>>>>>

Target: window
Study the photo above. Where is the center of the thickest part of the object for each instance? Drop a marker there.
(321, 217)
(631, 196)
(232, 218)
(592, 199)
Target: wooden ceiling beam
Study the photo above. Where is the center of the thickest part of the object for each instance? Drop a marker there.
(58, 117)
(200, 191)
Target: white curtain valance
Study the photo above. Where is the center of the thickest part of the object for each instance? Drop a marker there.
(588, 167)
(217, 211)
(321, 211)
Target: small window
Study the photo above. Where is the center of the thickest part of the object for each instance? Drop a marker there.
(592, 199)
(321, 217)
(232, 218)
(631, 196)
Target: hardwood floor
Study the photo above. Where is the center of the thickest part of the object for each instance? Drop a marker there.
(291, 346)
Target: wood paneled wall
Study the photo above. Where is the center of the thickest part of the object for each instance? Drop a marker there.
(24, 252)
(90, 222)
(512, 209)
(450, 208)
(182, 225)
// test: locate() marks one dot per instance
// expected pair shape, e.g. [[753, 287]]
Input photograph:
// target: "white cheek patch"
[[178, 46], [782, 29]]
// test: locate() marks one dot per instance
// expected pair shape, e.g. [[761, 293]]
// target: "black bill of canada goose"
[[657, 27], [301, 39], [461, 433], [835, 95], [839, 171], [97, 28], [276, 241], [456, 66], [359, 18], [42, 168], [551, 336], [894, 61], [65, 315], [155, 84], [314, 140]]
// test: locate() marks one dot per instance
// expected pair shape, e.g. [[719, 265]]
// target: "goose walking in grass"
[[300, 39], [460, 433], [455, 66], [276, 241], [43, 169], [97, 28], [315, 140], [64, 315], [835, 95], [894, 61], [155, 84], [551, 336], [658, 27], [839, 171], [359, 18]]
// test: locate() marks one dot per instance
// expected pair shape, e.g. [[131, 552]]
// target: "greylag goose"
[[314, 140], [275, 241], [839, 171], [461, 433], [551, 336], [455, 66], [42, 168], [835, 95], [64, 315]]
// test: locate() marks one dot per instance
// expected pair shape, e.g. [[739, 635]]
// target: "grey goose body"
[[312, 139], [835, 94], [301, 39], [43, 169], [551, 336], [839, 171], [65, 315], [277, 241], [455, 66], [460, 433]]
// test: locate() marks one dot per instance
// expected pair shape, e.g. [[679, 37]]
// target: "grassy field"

<<<<<

Task to carry out →
Copy every entry above word for word, without changing a single line.

Answer to the task →
Target: window
Study the photo above. Where is the center of the thickest part of the object for each instance? Drop a marker there.
(321, 217)
(631, 196)
(232, 218)
(592, 199)
Target: wooden ceiling beam
Study the photo above. Where is the center of the thickest part of the object for each instance? Drop a marker there.
(58, 117)
(200, 191)
Target: white curtain valance
Study the photo above. Where is the center of the thickest part of the object for each instance? Drop a marker there.
(588, 167)
(217, 211)
(321, 211)
Target: small window
Study the photo above. Where is the center of the thickest part of the object for each instance? Drop a marker there.
(592, 199)
(321, 217)
(232, 218)
(631, 196)
Target: hardwood floor
Study the photo above. Where is the center of the thickest part of the object for each instance? Drop a marker there.
(291, 346)
Target: wood paneled wall
Study the photo above. Where is the center of the thickest part of the object for each instance? Drop a marker there.
(24, 252)
(90, 222)
(512, 209)
(450, 208)
(182, 225)
// test: locate() marks one dot per instance
// expected pair shape, e.g. [[753, 287]]
Input photograph:
// target: "white cheek patch"
[[178, 46], [782, 29]]
// test: locate() marks one dot per instance
// expected pair shape, e.g. [[761, 293]]
// target: "black bill of canada goose"
[[657, 27], [301, 39], [461, 433], [835, 95], [839, 171], [97, 28], [276, 241], [456, 66], [359, 18], [42, 168], [551, 336], [894, 61], [65, 315], [155, 84], [314, 140]]
// test: locate() marks one dot per instance
// expected pair shape, e.g. [[719, 265]]
// target: "goose walking in grass"
[[300, 39], [460, 433], [455, 66], [276, 241], [43, 169], [97, 28], [315, 140], [64, 315], [835, 95], [894, 61], [155, 84], [551, 336], [658, 27], [839, 171], [359, 18]]
// test: locate() marks one dot per instance
// expected pair shape, e.g. [[131, 552]]
// target: "greylag goose"
[[314, 140], [275, 241], [839, 171], [461, 433], [551, 336], [455, 66], [42, 168], [835, 95], [64, 315]]
// test: locate() marks one dot per instance
// expected pair shape, e.g. [[739, 635]]
// target: "grey goose body"
[[312, 139], [835, 94], [301, 39], [43, 169], [551, 336], [839, 171], [65, 315], [277, 241], [455, 66], [460, 433]]
// test: locate() marks one dot per instance
// expected pair shape, e.g. [[679, 37]]
// target: "grassy field"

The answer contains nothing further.